**WHAT IS ASKED**: Exactly repeat the line that contains "Objective — one marker per instance of the wheelchair push", then every line after it up to and including the final line.

(Dataset items)
* * * * * * * * *
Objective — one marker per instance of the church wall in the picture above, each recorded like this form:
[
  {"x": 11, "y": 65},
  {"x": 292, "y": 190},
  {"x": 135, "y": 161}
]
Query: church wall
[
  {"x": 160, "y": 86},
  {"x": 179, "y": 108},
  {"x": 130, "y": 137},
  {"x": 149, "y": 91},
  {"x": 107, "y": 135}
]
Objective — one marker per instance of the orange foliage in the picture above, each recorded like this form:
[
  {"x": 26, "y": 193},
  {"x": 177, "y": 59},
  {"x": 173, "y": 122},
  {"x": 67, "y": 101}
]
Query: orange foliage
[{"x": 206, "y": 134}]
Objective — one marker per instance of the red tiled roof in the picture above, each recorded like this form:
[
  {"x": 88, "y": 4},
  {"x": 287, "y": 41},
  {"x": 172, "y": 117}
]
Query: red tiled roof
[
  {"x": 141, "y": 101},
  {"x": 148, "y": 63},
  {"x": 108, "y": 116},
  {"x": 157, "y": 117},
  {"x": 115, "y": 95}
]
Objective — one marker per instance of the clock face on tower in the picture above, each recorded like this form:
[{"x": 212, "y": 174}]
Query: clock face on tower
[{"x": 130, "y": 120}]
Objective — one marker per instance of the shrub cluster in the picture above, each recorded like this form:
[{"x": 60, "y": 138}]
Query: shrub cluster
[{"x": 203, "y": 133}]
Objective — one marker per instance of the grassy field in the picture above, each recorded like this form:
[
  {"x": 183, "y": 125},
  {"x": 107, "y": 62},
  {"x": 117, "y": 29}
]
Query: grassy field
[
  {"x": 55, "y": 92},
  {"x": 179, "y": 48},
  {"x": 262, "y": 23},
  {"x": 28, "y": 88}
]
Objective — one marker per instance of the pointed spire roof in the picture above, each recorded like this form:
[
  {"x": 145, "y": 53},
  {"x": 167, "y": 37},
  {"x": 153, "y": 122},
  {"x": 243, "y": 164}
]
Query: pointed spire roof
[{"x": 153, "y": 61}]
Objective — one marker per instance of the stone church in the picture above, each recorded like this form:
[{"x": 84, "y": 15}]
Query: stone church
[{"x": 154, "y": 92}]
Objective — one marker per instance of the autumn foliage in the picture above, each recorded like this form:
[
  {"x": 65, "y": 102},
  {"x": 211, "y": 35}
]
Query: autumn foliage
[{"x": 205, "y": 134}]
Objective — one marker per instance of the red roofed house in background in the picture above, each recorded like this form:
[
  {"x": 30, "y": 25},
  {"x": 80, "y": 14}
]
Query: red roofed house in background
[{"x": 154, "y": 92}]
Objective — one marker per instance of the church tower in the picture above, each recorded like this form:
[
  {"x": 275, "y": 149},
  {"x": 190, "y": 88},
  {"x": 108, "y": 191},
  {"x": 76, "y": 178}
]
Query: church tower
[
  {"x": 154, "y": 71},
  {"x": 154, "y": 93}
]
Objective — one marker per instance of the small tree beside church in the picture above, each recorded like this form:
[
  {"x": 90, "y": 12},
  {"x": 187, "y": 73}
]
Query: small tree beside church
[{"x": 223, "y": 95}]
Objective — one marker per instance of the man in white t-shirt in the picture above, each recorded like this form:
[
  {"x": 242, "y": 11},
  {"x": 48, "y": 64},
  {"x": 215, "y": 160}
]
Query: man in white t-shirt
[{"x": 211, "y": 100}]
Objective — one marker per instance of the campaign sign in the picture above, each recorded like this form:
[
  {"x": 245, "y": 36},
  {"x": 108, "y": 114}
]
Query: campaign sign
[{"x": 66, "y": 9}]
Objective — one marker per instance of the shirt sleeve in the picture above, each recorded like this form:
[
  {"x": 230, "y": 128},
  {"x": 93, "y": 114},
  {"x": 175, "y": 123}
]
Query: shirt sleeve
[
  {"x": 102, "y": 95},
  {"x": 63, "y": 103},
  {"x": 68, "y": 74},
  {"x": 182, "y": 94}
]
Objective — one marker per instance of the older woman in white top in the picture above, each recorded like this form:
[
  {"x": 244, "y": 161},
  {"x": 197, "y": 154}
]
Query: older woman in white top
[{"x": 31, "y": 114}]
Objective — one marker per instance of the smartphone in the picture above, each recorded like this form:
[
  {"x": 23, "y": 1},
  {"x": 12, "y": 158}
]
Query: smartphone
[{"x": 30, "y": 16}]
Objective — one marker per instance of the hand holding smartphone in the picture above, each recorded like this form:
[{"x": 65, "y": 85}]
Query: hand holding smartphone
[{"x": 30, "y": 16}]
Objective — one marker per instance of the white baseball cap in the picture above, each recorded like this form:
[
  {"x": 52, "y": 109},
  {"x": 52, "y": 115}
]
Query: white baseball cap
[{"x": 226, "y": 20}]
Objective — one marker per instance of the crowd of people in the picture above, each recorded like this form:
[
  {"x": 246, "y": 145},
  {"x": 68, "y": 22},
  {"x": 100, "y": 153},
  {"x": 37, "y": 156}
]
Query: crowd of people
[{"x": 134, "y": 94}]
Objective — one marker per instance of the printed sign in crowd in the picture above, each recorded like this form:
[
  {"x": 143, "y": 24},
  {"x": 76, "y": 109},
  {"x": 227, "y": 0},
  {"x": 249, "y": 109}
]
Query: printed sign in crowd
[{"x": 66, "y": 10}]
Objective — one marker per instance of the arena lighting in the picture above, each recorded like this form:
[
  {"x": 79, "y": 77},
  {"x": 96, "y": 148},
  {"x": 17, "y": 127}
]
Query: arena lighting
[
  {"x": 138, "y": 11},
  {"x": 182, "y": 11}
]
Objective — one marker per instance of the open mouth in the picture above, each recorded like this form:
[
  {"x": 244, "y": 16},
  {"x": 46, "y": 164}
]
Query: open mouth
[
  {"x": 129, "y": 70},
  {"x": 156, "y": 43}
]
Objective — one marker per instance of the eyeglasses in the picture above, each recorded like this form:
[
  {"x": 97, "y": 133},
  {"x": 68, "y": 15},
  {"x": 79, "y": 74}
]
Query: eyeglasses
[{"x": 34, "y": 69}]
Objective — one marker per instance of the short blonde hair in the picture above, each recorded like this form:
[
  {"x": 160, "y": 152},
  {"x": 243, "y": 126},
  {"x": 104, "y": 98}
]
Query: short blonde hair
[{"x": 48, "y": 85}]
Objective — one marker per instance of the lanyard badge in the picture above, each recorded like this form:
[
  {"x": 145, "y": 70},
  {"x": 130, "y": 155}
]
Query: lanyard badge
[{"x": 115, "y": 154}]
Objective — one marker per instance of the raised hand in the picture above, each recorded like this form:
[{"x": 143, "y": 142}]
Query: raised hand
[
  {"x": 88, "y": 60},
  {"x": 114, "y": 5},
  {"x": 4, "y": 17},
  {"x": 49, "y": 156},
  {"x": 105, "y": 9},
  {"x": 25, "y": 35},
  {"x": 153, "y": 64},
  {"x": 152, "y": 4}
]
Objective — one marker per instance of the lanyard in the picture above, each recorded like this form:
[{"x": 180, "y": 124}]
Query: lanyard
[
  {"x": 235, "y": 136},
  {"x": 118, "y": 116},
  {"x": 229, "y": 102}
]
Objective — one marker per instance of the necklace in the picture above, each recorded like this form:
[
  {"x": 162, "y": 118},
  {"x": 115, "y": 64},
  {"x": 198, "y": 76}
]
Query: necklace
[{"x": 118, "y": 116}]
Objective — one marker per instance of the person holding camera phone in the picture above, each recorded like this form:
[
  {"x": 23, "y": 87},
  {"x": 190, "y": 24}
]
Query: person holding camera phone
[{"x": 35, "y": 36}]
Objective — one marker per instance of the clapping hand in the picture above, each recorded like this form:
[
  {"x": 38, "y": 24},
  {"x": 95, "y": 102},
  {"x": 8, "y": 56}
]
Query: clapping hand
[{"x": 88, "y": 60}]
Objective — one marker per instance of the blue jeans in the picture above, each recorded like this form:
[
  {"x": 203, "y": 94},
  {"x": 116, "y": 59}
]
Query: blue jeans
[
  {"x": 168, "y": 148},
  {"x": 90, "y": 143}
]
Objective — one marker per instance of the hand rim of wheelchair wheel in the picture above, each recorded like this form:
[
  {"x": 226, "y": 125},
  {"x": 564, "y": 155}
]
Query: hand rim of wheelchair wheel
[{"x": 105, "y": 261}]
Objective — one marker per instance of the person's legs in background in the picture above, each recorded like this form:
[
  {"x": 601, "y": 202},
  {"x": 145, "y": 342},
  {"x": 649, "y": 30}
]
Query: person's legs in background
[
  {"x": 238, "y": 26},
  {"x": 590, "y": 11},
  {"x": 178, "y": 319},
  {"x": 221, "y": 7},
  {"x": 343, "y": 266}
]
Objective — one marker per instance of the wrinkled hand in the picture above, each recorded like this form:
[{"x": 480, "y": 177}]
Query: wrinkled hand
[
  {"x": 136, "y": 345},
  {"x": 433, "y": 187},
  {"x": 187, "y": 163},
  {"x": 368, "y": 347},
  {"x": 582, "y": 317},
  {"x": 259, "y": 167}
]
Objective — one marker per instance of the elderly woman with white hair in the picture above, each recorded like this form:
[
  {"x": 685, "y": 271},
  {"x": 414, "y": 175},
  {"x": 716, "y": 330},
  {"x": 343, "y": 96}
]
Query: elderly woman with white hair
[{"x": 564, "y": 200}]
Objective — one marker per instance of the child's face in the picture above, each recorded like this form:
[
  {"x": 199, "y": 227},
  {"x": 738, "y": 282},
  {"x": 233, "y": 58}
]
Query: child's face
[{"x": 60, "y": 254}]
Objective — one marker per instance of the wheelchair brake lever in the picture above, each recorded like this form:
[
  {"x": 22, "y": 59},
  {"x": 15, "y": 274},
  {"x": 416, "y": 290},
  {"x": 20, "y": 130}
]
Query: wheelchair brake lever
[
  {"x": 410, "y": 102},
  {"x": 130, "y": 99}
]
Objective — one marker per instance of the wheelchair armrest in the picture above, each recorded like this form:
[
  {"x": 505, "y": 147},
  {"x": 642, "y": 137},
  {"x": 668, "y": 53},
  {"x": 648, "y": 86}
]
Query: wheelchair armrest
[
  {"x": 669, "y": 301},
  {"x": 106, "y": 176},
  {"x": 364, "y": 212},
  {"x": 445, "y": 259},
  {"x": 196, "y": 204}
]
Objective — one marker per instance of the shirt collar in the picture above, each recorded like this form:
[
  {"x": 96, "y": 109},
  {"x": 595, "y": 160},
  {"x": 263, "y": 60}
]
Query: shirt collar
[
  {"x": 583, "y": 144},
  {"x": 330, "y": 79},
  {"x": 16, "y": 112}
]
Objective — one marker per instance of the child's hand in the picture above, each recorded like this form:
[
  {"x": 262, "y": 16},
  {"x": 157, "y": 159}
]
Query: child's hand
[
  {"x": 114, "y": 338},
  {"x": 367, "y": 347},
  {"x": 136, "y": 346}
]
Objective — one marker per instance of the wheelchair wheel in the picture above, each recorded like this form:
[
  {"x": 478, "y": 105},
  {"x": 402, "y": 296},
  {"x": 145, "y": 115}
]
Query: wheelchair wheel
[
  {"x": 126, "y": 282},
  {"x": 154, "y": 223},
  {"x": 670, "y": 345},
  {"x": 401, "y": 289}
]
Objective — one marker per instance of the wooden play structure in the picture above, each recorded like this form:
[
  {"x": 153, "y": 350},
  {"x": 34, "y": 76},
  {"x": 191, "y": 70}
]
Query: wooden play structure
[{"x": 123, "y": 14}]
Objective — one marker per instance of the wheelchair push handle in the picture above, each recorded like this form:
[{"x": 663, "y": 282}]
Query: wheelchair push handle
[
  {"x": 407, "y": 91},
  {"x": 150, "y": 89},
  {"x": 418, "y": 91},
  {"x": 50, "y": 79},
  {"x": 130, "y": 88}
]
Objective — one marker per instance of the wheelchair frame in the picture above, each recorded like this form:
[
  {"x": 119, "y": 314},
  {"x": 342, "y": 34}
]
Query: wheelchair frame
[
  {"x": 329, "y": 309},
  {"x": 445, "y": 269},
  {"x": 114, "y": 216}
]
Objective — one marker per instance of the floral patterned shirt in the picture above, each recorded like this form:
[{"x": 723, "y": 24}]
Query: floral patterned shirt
* * * * * * * * *
**THE REPLY**:
Objective — one marker per instance of the wheelchair push handle in the picture above, each recorded like this form:
[{"x": 663, "y": 282}]
Query: wheelchair push handle
[
  {"x": 407, "y": 91},
  {"x": 150, "y": 89},
  {"x": 418, "y": 91},
  {"x": 50, "y": 79},
  {"x": 130, "y": 88}
]
Objective — one marker per instance of the wheelchair frame in the picture above, each recorded like this form:
[
  {"x": 119, "y": 314},
  {"x": 342, "y": 34}
]
Query: wheelchair frame
[
  {"x": 329, "y": 309},
  {"x": 445, "y": 269},
  {"x": 114, "y": 216}
]
Objective — one marker per instance of the floral patterned shirt in the picture above, each recorded like this form:
[{"x": 723, "y": 24}]
Query: floral patterned shirt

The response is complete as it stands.